Supplied passage:
>>>
Post #1017: Trends to 2/17/2021 and a bit more on antigen tests and probable cases

Posted on February 17, 2021

No news regarding the U.S. trend.  New U.S. COVID-19 cases are now down 69% from the peak.  The most recent rate of decline (2/14/2021-2/17/2021) is somewhat faster than earlier periods.  And there’s still no explanation for this decline other than “seasonality”, which is no explanation at all.

The only noteworthy thing I’m seeing is that new cases appear to be rising in North Dakota.  That’s worthy of some attention because ND was the bellwether for the U.S. third wave.   But while ND moved in synch with the rest of the Midwest in the past (large red circle), for this latest change ND seems to be moving alone (small red circle).

I can’t even be sure this is real, as opposed to some sort of change in data reporting.  So I’m not going to make much of it yet.

One oddity is that the majority of new cases found in ND, for the past few days,  have been “probable” cases identified via antigen tests.  (As opposed to “confirmed” cases identified via PCR (DNA) testing.)  I’m not sure what the significance of that is, either.

Confirmed versus probable cases, PCR (DNA) versus antigen tests.

The more I look at the issue of confirmed versus probable cases (Post 1016), and PCR versus antigen tests, the muddier the situation seems.  There are issues in data reporting, and there are far subtler issues in testing behavior.

Data reporting issues

The key issue is whether or not the results of positive antigen tests are included in state totals.  Per reporting by CNN, only five states currently exclude those tests in their count of new cases (CA, CO, MD, MO, NV)

This matters, because antigen tests have become an increasing share of all COVID-19 testing.  For example, in Virginia, if you failed to count those cases, you’d be missing about 30% of all new cases.

In terms of what the states report, between the states and the U.S. CDC, it now appears that every conceivable variation of confirmed and probable, PCR and antigen is being used to report total cases.

California only reports confirmed cases, and does not include antigen tests in confirmed cases.  And the CDC shows blanks or zeros for all counts of probable cases for California.

Upshot:  California totals exclude probable cases.  They exclude individuals identified via antigen test.  National databases show no counts of positive antigen tests for California.

Utah, like California, only report confirmed cases.  The CDC shows blanks or zeros for all counts of probable cases for Utah.  But Utah includes antigen tests as confirmed cases, per this footnote on the Utah COVID-19 dashboard:

Case Definitions: UDOH assigns case status following the national case definition, with the exception of considering antigen positive tests as evidence of a confirmed case. A confirmed case is any person with a positive SARS-CoV2 PCR or antigen test.

Source:  Utah Department of Health

Upshot:  Utah totals exclude probable cases.  But they include cases identified via antigen testing.  You cannot separately identify the antigen test count in Utah data.

Texas separate reports confirmed and probable cases, but no combined total.  It includes antigen tests in probable cases.  The CDC shows the combined total of confirmed and probable for the Texas count, does not break that out for the total, but does break that out for the count of daily new cases.

Upshot:  Using the combined total, Texas effectively reports both confirmed and probable cases.  The Texas total includes antigen tests.  With effort, you can identify an antigen test count for new COVID cases, but there is no official cumulative total.  (Presumably, that means that they only started counting those part-way through the pandemic.)

And so, in the end, you have to rely on the CNN reporting cited above.  The only large U.S. state that does not include positives identified via antigen tests is California.  And so, presumably, this will have only a slight impact on national trends.
<<<
(Referring expression data)
>>>
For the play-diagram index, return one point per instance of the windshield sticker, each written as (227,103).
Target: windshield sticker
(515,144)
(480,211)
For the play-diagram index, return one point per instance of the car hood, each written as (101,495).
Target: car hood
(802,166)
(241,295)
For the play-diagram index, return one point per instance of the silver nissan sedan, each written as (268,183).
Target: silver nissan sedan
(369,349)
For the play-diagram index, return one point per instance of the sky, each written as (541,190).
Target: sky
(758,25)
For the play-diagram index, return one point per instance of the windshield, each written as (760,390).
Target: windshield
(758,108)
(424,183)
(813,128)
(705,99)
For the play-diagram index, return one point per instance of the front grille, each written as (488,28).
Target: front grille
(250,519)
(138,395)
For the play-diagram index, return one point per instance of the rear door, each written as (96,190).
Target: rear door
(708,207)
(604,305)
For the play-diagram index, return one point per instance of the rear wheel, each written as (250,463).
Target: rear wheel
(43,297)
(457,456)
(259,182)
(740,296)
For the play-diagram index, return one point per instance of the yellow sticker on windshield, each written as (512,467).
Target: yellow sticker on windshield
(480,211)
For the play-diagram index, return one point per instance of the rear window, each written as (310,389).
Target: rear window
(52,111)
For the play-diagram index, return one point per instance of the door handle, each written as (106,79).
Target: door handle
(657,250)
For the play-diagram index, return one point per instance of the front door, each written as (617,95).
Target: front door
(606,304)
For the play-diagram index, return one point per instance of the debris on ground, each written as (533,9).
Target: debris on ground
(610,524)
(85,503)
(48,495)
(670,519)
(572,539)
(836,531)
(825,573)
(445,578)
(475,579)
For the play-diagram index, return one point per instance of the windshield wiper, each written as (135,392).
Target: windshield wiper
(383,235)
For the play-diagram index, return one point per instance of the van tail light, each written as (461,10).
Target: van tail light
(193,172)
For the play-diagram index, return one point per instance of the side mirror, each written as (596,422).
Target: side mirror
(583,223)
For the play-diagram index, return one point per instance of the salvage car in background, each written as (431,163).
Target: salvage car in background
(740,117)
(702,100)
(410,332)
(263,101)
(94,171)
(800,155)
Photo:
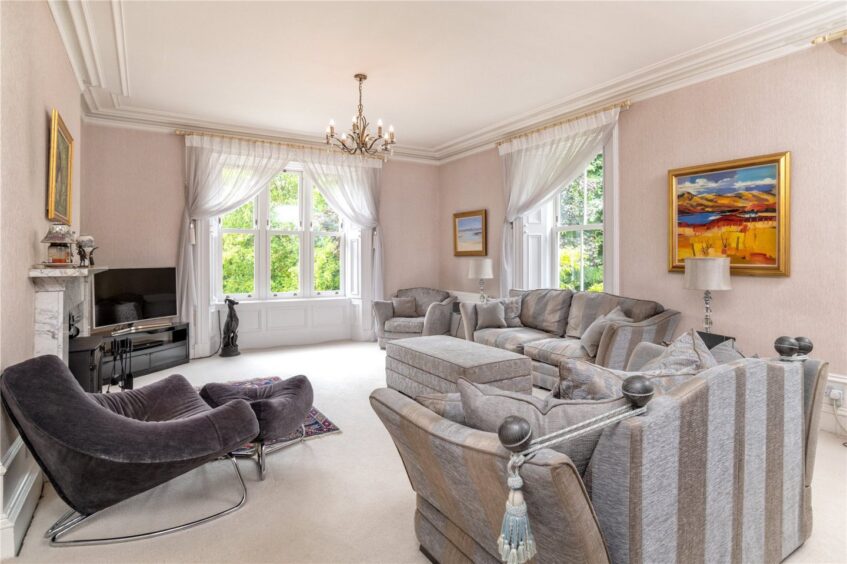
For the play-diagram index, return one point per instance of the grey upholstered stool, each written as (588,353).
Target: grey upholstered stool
(280,407)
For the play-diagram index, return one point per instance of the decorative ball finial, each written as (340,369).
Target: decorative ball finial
(638,390)
(804,345)
(515,433)
(786,346)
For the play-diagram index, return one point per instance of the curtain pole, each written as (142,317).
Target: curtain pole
(622,105)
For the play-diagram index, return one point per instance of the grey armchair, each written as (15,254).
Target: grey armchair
(100,449)
(434,310)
<<<
Required work: According to the COVID-19 trends post, how far have new U.S. cases fallen from the peak?

Exercise response: New U.S. COVID-19 cases are down 69% from the peak.